[Page]:

::::

A Slight Detour

Don and Petie Kladstrup
Almost Home
Published in
3 min readJul 31, 2021

This blog is supposed to be about baseball but I just read about something that happened in the Olympics that I want to comment on so apologies for this deviation.

When the games opened with the traditional Parade of Athletes, one of the producers involved in televising the spectacle decided to insert a small picture over each team as it passed by the cameras to symbolize what each country represented.

For Italy, it was pizza.

For Romania, a picture of Dracula was dropped in. That’s right. The old vampire himself! The Romanians went crazy, objecting to use of stereotypes,

as did other countries like China which complained when an image of a bowl of rice was flashed — check me on that — only to be followed by a tortilla for Mexico.

But it was the pizza that got me. Okay, I’m as aware as anyone when it comes to the dangers of stereotyping, but PIZZA? This is personal so let me relate a tiny story.

I was a television correspondent for ABC News a number of years ago, based in Paris and covering stories throughout Europe, the Middle East and Africa. It was often exhilarating. There were major events like the fall of the Berlin Wall, revolution in Iran, war in Afghanistan, and the battle against apartheid in South Africa.

But there were also some that weren’t so major. I remember being sent to Germany to cover the International Harmonica Playing Contest.

::::

[Listed entries]:

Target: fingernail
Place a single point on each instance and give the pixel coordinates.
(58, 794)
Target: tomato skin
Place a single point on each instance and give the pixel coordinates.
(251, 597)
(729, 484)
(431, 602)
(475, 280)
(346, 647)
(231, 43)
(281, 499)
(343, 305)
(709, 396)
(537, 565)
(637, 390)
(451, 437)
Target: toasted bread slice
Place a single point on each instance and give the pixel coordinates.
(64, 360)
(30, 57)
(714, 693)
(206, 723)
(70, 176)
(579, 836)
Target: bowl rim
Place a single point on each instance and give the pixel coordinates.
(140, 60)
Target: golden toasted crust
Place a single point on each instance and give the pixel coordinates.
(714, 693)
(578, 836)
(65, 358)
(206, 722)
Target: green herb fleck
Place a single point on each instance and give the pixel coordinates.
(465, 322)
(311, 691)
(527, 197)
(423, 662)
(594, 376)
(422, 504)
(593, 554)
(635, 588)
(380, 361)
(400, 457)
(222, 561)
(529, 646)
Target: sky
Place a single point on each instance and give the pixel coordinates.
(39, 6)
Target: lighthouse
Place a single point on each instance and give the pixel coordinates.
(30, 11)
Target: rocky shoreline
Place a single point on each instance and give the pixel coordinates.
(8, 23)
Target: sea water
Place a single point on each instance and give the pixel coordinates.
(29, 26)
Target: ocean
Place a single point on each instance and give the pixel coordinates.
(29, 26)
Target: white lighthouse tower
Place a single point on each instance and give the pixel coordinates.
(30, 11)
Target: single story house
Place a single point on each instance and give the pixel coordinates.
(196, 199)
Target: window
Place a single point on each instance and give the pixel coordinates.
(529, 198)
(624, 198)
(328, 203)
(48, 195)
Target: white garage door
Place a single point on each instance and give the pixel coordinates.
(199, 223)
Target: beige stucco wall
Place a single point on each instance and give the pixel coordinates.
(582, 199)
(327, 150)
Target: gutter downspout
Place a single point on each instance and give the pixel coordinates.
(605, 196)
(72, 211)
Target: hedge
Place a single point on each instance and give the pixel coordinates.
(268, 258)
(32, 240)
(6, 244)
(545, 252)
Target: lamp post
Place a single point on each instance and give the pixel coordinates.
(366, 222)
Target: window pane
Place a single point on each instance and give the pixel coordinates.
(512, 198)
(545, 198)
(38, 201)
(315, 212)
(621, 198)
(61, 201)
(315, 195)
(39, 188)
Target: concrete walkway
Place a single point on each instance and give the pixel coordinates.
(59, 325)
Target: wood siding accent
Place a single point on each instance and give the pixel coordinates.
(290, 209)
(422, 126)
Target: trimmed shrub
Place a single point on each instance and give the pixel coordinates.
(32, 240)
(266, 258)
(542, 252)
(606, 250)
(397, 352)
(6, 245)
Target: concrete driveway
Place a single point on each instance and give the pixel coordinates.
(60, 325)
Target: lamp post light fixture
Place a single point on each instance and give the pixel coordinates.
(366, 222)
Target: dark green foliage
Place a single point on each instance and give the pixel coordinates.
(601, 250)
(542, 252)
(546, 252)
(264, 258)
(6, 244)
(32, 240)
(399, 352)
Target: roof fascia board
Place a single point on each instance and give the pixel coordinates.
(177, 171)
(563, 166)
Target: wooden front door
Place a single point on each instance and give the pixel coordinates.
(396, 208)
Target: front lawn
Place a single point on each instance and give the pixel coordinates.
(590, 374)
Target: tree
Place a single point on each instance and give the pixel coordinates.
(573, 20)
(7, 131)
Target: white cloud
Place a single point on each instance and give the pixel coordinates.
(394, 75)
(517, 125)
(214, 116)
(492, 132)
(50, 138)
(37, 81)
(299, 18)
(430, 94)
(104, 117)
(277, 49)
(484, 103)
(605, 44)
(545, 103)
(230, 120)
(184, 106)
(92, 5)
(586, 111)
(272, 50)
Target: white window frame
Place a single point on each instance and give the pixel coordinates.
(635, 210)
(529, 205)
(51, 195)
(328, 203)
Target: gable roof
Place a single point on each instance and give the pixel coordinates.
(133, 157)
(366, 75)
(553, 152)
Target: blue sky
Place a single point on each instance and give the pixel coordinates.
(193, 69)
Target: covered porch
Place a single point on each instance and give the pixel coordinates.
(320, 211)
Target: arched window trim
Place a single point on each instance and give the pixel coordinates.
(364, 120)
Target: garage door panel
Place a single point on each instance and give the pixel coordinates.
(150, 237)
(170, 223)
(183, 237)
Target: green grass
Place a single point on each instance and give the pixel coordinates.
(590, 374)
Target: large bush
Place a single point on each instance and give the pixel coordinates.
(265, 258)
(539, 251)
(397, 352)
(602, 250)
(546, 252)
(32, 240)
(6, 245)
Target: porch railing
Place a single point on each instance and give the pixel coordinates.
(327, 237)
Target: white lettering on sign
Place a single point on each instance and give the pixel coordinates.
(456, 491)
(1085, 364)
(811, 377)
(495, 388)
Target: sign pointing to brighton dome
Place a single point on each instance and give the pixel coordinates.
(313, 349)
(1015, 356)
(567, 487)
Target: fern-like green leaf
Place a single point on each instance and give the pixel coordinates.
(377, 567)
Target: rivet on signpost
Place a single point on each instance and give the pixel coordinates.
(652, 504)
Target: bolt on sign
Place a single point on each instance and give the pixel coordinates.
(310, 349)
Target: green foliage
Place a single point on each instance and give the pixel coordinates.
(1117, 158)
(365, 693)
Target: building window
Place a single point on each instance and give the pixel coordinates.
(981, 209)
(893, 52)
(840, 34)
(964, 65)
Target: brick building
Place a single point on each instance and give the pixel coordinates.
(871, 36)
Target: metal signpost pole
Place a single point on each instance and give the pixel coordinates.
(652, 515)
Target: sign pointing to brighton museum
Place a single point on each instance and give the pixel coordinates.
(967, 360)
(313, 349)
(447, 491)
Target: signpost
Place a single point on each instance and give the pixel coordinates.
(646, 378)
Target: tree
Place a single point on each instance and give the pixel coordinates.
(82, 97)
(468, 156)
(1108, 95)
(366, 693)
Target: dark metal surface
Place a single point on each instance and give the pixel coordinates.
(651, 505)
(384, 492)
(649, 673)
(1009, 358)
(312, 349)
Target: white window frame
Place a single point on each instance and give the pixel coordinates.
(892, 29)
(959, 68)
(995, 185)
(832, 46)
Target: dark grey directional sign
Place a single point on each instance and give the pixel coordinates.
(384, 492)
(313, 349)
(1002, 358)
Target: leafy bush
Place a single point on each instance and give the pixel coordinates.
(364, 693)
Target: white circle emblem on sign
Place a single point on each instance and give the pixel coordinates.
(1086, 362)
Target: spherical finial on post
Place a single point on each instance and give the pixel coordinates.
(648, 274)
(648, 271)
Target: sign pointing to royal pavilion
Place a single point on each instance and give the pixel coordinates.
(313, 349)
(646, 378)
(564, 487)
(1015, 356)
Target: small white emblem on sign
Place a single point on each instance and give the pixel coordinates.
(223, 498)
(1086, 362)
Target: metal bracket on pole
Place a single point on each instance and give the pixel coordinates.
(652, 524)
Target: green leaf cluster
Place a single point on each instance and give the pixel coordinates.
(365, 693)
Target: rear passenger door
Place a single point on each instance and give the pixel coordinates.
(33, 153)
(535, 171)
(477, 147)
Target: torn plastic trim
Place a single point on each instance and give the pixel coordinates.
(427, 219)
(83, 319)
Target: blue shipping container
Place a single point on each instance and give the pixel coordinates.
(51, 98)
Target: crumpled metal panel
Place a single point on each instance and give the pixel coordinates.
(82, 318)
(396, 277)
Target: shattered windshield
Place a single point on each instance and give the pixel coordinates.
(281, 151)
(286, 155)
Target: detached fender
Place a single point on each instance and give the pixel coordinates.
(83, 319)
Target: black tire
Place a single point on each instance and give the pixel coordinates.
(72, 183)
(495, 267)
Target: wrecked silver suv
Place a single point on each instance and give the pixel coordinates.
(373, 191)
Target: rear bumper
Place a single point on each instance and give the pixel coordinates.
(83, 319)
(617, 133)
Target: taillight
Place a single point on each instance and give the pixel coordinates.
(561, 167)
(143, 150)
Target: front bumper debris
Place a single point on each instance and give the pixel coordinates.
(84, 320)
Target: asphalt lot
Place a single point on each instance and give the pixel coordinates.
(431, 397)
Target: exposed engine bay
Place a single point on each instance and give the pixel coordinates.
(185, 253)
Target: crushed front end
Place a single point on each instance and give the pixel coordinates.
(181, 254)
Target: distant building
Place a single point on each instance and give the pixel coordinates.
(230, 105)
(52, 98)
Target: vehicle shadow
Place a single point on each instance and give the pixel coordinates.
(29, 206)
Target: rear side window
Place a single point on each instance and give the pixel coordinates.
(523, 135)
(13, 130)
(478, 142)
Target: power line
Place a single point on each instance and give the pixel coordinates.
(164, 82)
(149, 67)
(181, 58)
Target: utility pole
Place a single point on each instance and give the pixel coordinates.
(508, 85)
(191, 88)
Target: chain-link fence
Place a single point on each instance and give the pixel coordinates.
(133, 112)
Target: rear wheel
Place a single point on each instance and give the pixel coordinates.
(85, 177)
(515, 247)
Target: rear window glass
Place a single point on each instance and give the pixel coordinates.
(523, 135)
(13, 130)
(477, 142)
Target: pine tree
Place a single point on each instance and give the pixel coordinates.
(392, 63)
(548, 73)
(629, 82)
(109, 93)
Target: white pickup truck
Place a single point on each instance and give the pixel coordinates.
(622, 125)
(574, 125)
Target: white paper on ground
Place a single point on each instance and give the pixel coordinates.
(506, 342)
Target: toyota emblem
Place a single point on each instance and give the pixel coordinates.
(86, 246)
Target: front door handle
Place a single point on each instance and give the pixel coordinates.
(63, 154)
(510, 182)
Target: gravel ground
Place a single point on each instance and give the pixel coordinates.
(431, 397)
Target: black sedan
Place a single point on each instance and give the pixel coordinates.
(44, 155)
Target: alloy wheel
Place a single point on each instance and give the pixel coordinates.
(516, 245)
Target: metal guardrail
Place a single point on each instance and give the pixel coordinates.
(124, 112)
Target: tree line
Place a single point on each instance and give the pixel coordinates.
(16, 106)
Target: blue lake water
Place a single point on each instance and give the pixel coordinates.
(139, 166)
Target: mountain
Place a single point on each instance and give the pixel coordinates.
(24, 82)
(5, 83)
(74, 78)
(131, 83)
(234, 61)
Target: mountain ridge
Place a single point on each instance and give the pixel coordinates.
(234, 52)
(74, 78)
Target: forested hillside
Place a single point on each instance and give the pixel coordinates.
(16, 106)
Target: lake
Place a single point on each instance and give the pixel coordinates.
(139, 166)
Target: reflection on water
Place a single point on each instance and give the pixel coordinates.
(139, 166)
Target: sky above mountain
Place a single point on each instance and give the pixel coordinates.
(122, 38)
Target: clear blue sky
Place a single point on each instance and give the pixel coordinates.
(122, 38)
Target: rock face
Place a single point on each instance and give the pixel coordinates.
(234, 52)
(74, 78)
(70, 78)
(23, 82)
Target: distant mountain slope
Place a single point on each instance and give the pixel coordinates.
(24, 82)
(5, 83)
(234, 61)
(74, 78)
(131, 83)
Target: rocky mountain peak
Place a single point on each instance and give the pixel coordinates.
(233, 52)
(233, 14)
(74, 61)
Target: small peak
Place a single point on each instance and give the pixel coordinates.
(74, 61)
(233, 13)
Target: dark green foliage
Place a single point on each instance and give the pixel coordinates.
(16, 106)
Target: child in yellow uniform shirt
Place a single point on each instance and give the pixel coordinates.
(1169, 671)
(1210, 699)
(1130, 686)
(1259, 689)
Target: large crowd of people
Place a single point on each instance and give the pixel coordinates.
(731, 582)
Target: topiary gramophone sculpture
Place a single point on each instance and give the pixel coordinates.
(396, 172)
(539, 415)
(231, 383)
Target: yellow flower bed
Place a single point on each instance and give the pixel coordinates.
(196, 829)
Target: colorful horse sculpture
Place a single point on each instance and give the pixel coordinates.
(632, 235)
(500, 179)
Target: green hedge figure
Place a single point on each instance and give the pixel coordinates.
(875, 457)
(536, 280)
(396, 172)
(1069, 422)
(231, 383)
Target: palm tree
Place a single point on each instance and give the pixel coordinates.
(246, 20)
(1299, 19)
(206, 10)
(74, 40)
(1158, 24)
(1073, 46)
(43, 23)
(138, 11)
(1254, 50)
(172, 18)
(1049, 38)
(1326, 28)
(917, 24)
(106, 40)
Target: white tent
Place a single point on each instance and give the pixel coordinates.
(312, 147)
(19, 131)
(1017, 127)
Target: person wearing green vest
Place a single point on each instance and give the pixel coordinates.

::::

[Directive]:
Reproduce the whole blog post about the Olympic parade pictures, word for word. None of these items has anything to do with the blog post.

[Exercise response]:
A Slight Detour

Don and Petie Kladstrup
Almost Home
Published in
3 min readJul 31, 2021

This blog is supposed to be about baseball but I just read about something that happened in the Olympics that I want to comment on so apologies for this deviation.

When the games opened with the traditional Parade of Athletes, one of the producers involved in televising the spectacle decided to insert a small picture over each team as it passed by the cameras to symbolize what each country represented.

For Italy, it was pizza.

For Romania, a picture of Dracula was dropped in. That’s right. The old vampire himself! The Romanians went crazy, objecting to use of stereotypes,

as did other countries like China which complained when an image of a bowl of rice was flashed — check me on that — only to be followed by a tortilla for Mexico.

But it was the pizza that got me. Okay, I’m as aware as anyone when it comes to the dangers of stereotyping, but PIZZA? This is personal so let me relate a tiny story.

I was a television correspondent for ABC News a number of years ago, based in Paris and covering stories throughout Europe, the Middle East and Africa. It was often exhilarating. There were major events like the fall of the Berlin Wall, revolution in Iran, war in Afghanistan, and the battle against apartheid in South Africa.

But there were also some that weren’t so major. I remember being sent to Germany to cover the International Harmonica Playing Contest.